_Texto de leitura_
==========
Harry Belafonte era o melhor cantor de baladas da terra
e toda a gente o conhecia. Era fantástico, cantava sobre amantes e escravos –
trabalhadores acorrentados, santos, pecadores e crianças. O seu repertório
estava cheio de antigas canções folk
como «Jerry the Mule», «Tol’ My Captain», «Darlin’Cora», «John Henry»,
«Sinner Prayer» e muitas canções folk das Caraíbas, todas com acordes
que apelavam a uma grande audiência, muito maior do que a dos Kingston Trio.
Harry tinha aprendido canções em primeira mão com o Leadbelly e com o Woody
Guthrie. Gravou para a RCA e um dos seus discos Belafonte Sings of the
Caribbean, tinha chegado a vender um milhão de cópias. Era também uma estrela
de cinema mas não como o Elvis. Harry era um verdadeiro durão, na linha do
Brando ou do Rod Steiger. Era dramático e intenso no ecrã, tinha um sorriso
arrapazado e uma hostilidade intrínseca. No filme Odds Against Tomorrow não se
dá por que seja um actor, por que seja o Harry Belafonte. A sua presença e
magnetitude eram amplas. Harry era como Valentino. Bateu todos os records de
bilheteira como intérprete. Tanto podia tocar para uma casa cheia no Carnegie
Hall como aparecer no dia seguinte num comício de sindicalistas num centro de têxteis.
==========
_Exercícios a realizar_
[A] Transcreva na íntegra, sem qualquer alteração, o texto sobre Harry Belafonte.
[B] Indique todas as linhas dos registos em que surge a cadeia «tumbler».
==========
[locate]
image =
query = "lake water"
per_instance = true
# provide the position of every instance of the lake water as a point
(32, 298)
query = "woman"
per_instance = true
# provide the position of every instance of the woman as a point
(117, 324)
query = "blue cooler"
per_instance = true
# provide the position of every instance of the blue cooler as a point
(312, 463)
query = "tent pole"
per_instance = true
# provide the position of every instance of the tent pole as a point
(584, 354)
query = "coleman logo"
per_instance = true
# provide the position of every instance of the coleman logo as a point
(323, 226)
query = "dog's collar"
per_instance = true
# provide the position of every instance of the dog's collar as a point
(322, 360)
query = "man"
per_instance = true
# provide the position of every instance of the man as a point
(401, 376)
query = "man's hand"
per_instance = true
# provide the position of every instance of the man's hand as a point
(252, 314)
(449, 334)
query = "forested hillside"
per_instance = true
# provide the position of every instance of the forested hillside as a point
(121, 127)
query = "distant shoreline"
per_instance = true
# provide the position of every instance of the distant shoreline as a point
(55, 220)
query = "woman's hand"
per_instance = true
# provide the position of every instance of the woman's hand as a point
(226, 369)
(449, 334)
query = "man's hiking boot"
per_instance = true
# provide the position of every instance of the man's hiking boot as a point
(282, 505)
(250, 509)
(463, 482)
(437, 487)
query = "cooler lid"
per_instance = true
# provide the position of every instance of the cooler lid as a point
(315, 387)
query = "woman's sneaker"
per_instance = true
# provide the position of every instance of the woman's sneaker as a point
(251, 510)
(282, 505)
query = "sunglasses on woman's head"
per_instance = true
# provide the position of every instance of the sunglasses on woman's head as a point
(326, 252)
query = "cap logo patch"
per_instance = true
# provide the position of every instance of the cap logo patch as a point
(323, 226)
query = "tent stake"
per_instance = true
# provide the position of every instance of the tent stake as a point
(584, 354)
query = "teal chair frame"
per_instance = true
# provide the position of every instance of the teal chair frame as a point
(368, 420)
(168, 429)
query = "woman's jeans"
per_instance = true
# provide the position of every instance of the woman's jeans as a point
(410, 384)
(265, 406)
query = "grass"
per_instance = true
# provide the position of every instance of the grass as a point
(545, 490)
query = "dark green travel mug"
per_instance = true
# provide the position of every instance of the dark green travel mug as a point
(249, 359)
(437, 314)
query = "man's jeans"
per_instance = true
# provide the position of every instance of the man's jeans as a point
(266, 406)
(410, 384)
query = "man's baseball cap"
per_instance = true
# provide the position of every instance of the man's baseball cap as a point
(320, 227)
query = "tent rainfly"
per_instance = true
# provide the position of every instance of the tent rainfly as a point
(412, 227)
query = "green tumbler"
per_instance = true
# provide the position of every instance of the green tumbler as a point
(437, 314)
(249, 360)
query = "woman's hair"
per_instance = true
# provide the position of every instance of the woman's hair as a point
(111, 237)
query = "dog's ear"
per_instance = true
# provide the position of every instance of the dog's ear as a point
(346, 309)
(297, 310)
==========
_Resultados finais_
[A]
Harry Belafonte era o melhor cantor de baladas da terra
e toda a gente o conhecia. Era fantástico, cantava sobre amantes e escravos –
trabalhadores acorrentados, santos, pecadores e crianças. O seu repertório
estava cheio de antigas canções folk
como «Jerry the Mule», «Tol’ My Captain», «Darlin’Cora», «John Henry»,
«Sinner Prayer» e muitas canções folk das Caraíbas, todas com acordes
que apelavam a uma grande audiência, muito maior do que a dos Kingston Trio.
Harry tinha aprendido canções em primeira mão com o Leadbelly e com o Woody
Guthrie. Gravou para a RCA e um dos seus discos Belafonte Sings of the
Caribbean, tinha chegado a vender um milhão de cópias. Era também uma estrela
de cinema mas não como o Elvis. Harry era um verdadeiro durão, na linha do
Brando ou do Rod Steiger. Era dramático e intenso no ecrã, tinha um sorriso
arrapazado e uma hostilidade intrínseca. No filme Odds Against Tomorrow não se
dá por que seja um actor, por que seja o Harry Belafonte. A sua presença e
magnetitude eram amplas. Harry era como Valentino. Bateu todos os records de
bilheteira como intérprete. Tanto podia tocar para uma casa cheia no Carnegie
Hall como aparecer no dia seguinte num comício de sindicalistas num centro de têxteis.

[B]
query = "green tumbler"
# provide the position of every instance of the green tumbler as a point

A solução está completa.